## Exercise prompt
Which lines of the records below contain the word "plastic"? Copy each of them out.

Annotated photo localization data
▬▬▬▬▬▬

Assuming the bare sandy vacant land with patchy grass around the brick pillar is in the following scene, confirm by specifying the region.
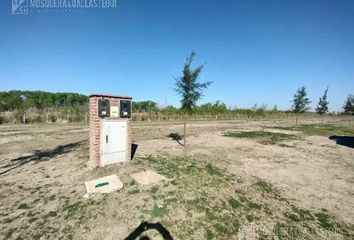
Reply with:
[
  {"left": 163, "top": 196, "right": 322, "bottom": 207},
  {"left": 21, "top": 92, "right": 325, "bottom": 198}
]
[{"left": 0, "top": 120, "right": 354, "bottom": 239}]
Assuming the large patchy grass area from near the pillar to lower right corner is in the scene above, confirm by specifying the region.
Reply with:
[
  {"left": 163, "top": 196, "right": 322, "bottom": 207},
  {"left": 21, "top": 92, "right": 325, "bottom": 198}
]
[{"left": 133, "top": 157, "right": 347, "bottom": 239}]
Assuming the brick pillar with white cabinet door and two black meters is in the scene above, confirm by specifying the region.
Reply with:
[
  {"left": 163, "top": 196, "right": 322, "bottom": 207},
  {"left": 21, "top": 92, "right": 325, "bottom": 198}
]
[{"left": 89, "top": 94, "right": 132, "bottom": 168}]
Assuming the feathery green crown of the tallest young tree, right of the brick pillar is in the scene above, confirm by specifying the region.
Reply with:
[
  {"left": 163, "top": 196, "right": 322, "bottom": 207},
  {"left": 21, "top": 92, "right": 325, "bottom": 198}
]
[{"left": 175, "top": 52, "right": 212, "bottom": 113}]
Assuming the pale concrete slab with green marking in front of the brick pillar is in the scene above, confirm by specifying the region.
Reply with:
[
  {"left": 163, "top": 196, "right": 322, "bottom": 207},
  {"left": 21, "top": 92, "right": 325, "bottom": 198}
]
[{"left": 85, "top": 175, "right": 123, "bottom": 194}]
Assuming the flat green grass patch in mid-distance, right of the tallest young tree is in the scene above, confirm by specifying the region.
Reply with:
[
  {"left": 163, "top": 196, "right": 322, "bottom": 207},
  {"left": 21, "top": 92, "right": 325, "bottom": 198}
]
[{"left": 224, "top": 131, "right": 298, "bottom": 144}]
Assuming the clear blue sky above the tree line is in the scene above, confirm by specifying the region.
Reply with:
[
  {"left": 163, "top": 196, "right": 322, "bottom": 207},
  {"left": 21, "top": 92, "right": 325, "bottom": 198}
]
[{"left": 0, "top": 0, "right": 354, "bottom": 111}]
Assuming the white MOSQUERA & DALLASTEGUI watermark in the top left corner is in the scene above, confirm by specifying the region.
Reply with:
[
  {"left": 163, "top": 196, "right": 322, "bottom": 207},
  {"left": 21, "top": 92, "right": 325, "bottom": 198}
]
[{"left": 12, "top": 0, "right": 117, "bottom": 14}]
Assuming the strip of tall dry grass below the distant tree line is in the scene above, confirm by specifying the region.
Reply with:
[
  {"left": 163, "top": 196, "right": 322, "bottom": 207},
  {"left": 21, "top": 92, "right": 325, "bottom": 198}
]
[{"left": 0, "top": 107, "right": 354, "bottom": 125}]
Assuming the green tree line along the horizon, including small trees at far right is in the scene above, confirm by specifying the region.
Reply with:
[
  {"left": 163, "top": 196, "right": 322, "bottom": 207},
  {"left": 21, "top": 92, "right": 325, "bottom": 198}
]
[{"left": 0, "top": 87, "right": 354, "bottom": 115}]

▬▬▬▬▬▬

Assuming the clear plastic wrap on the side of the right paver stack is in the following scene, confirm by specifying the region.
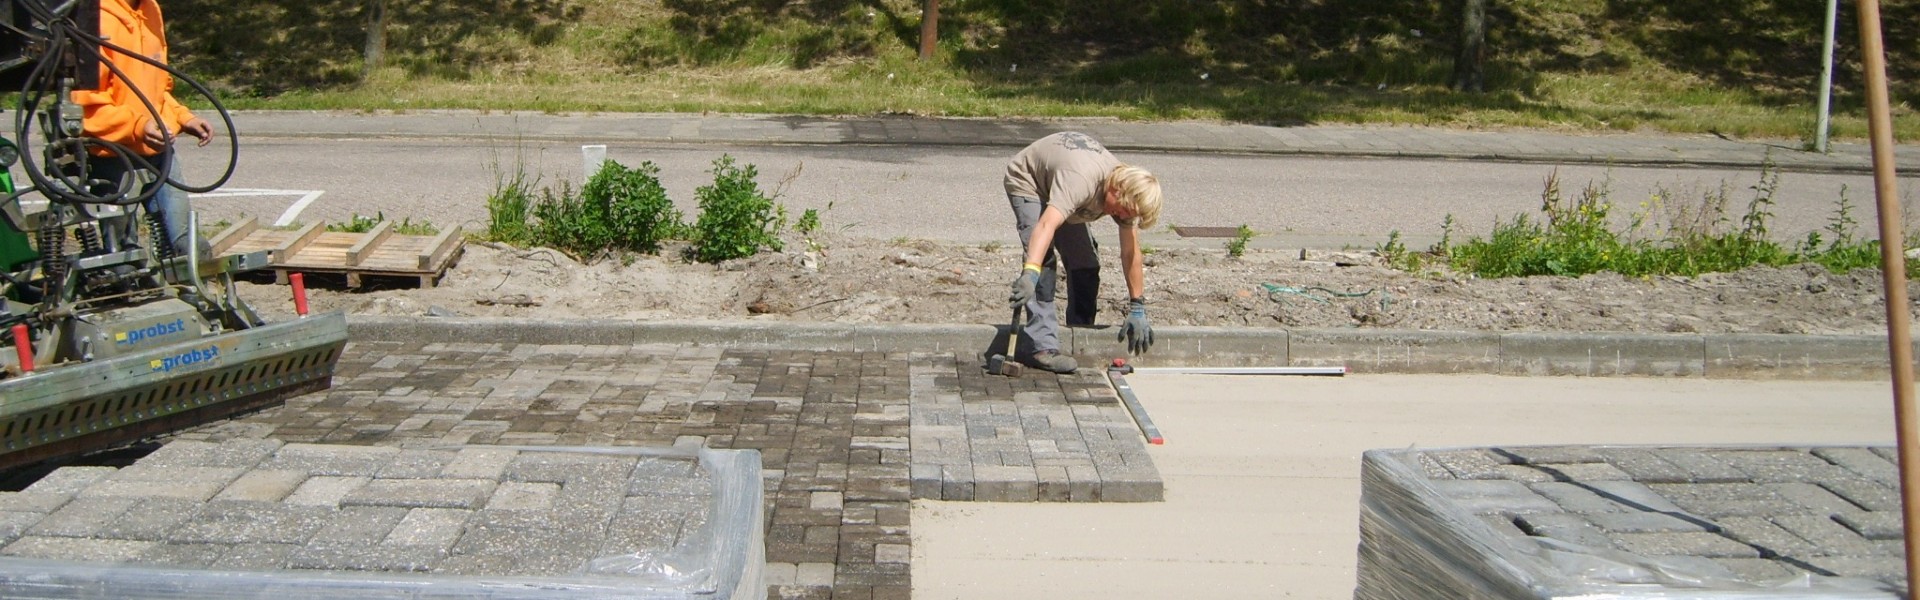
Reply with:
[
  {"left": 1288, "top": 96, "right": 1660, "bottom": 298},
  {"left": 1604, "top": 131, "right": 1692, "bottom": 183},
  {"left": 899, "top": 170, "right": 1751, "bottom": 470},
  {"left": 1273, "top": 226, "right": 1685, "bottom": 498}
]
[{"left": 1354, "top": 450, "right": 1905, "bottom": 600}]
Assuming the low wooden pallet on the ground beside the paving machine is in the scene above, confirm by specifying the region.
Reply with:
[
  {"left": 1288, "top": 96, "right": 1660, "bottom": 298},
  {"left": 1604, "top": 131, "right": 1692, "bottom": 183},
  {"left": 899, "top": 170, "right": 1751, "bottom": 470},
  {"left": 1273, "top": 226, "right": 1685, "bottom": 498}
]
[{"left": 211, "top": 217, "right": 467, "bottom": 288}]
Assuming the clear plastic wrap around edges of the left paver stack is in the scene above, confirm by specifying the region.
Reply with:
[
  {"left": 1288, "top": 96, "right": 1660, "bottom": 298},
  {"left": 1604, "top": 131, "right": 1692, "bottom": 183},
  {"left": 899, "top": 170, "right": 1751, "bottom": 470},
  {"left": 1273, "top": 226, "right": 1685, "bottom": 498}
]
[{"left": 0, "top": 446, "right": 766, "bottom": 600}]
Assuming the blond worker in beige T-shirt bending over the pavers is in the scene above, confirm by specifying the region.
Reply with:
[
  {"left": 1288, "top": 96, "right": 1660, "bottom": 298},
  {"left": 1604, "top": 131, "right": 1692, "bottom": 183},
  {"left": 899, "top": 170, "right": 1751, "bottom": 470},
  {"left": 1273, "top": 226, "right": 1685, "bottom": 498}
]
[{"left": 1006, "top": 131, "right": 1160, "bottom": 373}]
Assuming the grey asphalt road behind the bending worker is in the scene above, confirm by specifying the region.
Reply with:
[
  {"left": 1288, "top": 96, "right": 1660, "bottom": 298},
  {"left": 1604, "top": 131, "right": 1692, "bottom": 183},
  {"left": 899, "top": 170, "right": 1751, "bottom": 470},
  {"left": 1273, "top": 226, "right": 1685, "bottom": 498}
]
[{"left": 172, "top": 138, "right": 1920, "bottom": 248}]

▬▬▬▬▬▬

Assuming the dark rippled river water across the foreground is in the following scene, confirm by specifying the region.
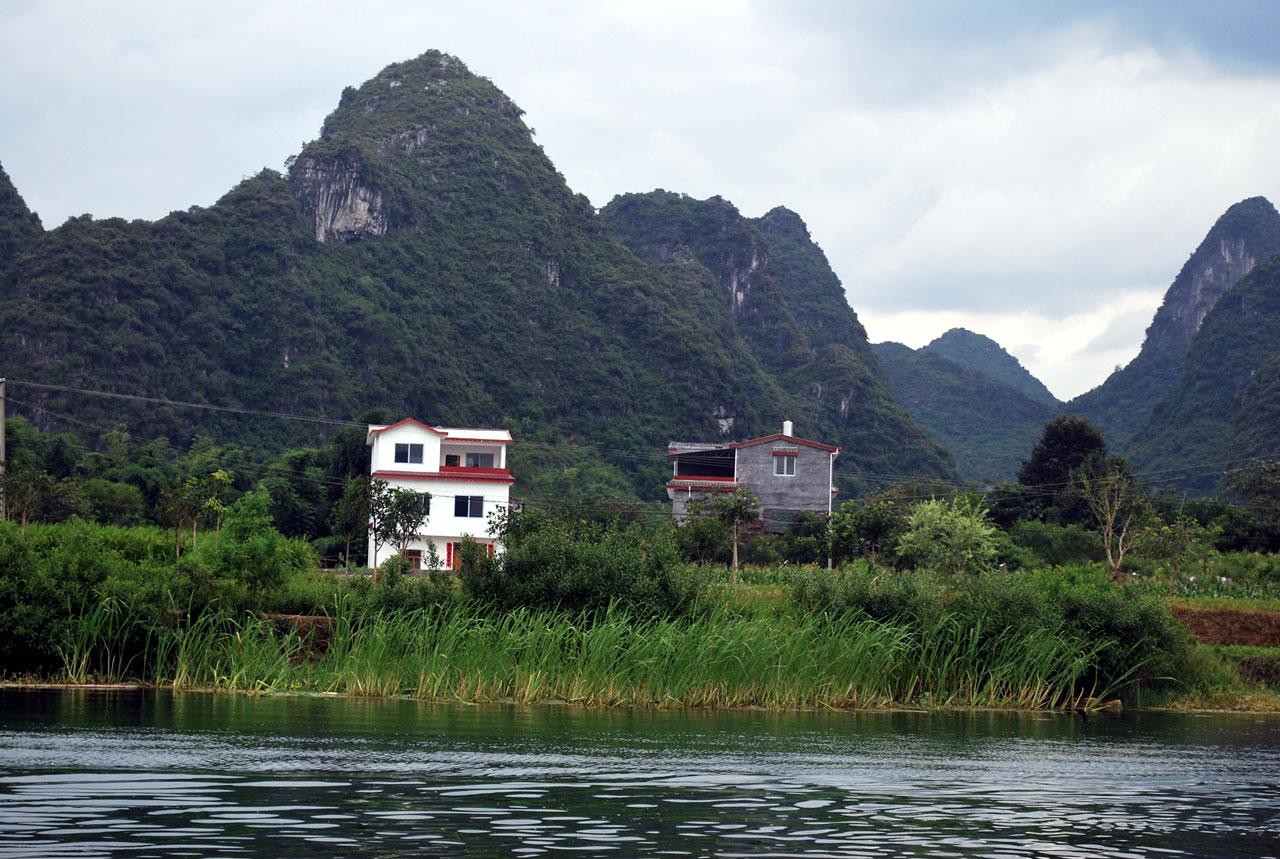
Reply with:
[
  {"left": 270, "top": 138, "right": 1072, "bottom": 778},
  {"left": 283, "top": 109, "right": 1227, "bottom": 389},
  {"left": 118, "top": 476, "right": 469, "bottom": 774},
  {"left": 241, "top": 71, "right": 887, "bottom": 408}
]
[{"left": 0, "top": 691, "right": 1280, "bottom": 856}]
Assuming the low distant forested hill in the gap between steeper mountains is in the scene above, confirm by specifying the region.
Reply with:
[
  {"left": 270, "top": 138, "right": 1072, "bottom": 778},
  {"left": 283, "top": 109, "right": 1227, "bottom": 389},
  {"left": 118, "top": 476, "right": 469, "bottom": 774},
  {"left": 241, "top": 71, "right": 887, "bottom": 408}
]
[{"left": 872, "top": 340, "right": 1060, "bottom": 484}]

▬▬▬▬▬▬

## Response box
Assuming the clear plastic wrap on the side of the right paver stack is in the following scene, confirm by specifying the region.
Assuming the clear plastic wrap around edges of the left paver stack is in the scene above, confirm by specifying the region.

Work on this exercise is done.